[Data items]
§

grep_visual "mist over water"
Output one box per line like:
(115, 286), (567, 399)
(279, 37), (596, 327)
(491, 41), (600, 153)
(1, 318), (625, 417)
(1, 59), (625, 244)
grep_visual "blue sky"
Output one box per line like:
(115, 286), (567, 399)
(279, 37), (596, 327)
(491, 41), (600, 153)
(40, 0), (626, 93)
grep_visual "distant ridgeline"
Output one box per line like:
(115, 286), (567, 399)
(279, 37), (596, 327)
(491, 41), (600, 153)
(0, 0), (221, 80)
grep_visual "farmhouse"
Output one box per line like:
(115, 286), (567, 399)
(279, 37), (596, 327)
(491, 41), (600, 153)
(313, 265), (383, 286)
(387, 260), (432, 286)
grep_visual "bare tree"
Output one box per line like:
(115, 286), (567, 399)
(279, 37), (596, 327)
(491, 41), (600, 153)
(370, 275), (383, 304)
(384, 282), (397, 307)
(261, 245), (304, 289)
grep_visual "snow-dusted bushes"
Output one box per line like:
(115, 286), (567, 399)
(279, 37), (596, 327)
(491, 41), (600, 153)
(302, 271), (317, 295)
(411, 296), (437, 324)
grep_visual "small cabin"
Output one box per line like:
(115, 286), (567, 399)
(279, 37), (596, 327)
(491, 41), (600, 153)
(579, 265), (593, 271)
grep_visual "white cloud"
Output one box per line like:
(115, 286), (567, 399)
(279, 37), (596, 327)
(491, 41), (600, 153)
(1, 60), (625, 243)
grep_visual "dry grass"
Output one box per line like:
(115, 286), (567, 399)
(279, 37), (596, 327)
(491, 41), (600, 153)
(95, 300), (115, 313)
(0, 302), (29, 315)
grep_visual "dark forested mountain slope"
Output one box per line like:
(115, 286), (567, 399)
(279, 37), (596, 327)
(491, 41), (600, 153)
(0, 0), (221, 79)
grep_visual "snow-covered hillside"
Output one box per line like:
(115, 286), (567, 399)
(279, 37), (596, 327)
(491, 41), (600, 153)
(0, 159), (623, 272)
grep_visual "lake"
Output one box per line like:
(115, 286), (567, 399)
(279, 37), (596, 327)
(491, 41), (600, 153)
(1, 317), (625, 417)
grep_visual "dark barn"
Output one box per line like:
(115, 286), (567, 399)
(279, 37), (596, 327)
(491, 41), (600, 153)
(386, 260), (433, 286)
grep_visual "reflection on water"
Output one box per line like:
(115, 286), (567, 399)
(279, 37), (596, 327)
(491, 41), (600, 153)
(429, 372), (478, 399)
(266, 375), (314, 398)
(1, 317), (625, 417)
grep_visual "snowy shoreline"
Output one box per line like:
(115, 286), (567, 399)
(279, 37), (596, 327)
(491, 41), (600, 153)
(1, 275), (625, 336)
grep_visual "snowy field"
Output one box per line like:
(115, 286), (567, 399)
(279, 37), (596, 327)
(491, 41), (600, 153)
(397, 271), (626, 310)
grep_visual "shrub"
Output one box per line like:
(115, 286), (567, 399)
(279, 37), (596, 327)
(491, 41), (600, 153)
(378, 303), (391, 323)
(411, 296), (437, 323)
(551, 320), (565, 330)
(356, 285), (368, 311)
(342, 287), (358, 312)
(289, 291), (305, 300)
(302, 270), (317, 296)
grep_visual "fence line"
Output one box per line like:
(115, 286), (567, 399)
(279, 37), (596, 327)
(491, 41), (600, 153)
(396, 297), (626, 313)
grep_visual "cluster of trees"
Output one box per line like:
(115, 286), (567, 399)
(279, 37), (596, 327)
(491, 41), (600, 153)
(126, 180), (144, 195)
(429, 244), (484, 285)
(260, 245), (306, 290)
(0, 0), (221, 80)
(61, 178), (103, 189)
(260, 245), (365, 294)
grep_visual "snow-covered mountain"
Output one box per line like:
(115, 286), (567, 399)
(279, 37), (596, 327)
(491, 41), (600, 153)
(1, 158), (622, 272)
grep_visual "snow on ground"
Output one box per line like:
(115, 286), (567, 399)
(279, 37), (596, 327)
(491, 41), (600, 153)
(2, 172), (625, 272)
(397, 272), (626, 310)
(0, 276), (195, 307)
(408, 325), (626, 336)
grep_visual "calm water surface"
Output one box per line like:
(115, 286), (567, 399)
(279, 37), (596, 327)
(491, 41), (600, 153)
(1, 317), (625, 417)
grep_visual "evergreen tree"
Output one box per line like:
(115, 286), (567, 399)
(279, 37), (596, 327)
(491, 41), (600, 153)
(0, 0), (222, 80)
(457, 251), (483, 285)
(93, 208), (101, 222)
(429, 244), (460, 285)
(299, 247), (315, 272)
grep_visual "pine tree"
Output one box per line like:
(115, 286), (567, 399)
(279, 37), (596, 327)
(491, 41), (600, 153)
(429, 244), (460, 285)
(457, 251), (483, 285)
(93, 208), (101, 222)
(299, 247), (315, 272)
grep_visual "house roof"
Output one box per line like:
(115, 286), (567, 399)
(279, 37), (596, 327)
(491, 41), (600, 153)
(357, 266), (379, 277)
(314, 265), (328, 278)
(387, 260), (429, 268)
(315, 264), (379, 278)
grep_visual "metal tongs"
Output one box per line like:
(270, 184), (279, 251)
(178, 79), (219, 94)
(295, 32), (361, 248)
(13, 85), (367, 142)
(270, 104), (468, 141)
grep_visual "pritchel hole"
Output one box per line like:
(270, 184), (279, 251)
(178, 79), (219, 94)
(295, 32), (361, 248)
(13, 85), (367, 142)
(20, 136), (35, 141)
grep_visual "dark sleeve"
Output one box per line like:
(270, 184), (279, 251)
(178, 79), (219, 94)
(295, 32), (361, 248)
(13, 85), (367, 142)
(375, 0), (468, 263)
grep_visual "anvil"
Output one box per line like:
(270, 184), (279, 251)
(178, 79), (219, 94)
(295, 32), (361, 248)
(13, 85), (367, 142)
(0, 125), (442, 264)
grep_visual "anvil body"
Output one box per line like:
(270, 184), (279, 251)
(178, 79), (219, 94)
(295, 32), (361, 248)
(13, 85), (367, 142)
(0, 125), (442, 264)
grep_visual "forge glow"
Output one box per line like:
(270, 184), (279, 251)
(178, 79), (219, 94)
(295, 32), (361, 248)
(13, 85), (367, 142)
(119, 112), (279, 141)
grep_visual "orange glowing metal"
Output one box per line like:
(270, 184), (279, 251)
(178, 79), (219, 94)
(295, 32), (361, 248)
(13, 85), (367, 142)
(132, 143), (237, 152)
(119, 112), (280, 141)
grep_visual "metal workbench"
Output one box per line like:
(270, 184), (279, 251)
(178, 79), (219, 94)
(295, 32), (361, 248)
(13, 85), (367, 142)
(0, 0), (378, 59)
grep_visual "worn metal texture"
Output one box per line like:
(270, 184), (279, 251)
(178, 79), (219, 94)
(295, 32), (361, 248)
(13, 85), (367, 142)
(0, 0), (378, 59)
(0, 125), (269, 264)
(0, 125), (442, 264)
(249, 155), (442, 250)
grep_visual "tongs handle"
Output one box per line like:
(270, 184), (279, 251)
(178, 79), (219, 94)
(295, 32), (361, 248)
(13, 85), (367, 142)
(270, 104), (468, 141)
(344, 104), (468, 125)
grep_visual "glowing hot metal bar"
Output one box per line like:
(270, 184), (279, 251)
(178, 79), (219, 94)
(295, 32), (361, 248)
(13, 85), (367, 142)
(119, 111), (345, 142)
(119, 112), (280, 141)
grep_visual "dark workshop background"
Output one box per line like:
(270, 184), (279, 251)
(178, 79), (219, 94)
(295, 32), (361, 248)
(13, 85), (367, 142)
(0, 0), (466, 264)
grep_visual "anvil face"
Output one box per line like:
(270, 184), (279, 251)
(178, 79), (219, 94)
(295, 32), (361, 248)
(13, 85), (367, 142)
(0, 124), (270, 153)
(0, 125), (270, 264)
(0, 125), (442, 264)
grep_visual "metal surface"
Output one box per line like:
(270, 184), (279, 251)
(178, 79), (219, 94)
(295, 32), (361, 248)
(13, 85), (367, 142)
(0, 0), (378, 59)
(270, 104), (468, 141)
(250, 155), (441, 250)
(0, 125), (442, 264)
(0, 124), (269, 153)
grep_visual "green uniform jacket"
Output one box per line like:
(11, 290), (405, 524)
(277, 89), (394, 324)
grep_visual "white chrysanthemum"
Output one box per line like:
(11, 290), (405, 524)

§

• [EXERCISE DESCRIPTION]
Copy out all lines above holding "glowing".

• [WRITTEN ANSWER]
grep_visual "orange glowing metal"
grep_visual "glowing hot metal bar"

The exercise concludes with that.